----- Record list

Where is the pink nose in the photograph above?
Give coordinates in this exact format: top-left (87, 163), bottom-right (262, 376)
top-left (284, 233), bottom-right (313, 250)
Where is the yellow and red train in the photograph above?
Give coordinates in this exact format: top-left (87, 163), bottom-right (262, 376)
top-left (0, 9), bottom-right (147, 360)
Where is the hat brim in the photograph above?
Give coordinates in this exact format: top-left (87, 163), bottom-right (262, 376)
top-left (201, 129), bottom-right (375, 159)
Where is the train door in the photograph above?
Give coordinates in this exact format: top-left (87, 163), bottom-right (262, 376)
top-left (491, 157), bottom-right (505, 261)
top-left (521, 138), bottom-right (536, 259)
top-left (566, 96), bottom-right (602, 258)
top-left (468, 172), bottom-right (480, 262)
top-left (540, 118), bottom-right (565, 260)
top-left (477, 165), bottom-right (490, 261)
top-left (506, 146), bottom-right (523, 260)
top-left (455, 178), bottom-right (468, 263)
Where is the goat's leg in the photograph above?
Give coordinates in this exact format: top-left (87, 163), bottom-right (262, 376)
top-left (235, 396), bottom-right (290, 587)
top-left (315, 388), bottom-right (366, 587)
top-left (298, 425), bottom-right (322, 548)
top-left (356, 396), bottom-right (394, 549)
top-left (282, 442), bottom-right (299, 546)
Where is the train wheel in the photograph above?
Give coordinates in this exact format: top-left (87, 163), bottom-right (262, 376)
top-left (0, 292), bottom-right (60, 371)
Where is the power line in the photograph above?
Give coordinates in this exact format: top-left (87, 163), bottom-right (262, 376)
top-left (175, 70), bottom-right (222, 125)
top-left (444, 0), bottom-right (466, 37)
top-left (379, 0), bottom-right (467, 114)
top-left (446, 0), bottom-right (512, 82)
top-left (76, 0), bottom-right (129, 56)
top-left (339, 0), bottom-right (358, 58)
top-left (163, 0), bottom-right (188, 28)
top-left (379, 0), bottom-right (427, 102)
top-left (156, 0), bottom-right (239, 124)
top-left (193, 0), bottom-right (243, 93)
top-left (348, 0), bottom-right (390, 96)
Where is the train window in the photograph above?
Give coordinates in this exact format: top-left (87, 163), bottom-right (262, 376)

----------

Set out all of the items above as a numbered list, omitting any blank lines.

1. Where is the pink nose in the photograph above?
2. Give coordinates in this exact format: top-left (87, 163), bottom-right (262, 376)
3. top-left (284, 233), bottom-right (313, 250)
4. Where is the yellow and red train in the photograph above?
5. Give coordinates in this exact format: top-left (87, 163), bottom-right (262, 376)
6. top-left (0, 9), bottom-right (147, 360)
7. Where is the hat brim in the photograph above?
8. Give coordinates in this exact format: top-left (87, 163), bottom-right (262, 376)
9. top-left (201, 129), bottom-right (375, 159)
10. Where is the train door in the photograph above?
11. Give coordinates in this exact format: top-left (87, 163), bottom-right (262, 376)
12. top-left (491, 157), bottom-right (505, 261)
13. top-left (521, 138), bottom-right (536, 259)
14. top-left (566, 96), bottom-right (602, 258)
15. top-left (468, 172), bottom-right (480, 262)
16. top-left (540, 118), bottom-right (565, 260)
17. top-left (477, 165), bottom-right (490, 261)
18. top-left (506, 146), bottom-right (523, 260)
19. top-left (455, 178), bottom-right (468, 263)
20. Where is the goat's leg in the photograph above?
21. Give coordinates in this exact format: top-left (87, 163), bottom-right (262, 376)
22. top-left (235, 396), bottom-right (290, 587)
23. top-left (315, 388), bottom-right (366, 587)
24. top-left (298, 425), bottom-right (322, 548)
25. top-left (356, 396), bottom-right (394, 549)
26. top-left (282, 442), bottom-right (299, 546)
27. Where is the train wheel in the photograph above?
28. Give coordinates in this exact format: top-left (87, 163), bottom-right (262, 376)
29. top-left (0, 292), bottom-right (60, 371)
30. Where is the power line in the photograph above?
31. Give coordinates in this exact format: top-left (87, 163), bottom-right (262, 376)
32. top-left (175, 70), bottom-right (222, 125)
33. top-left (444, 0), bottom-right (466, 37)
34. top-left (379, 0), bottom-right (467, 114)
35. top-left (446, 0), bottom-right (512, 82)
36. top-left (76, 0), bottom-right (129, 56)
37. top-left (339, 0), bottom-right (358, 58)
38. top-left (163, 0), bottom-right (188, 28)
39. top-left (379, 0), bottom-right (427, 102)
40. top-left (156, 0), bottom-right (239, 124)
41. top-left (193, 0), bottom-right (243, 93)
42. top-left (348, 0), bottom-right (390, 96)
43. Where is the train window in the photograph above?
44. Give coordinates in this exact format: top-left (87, 163), bottom-right (262, 376)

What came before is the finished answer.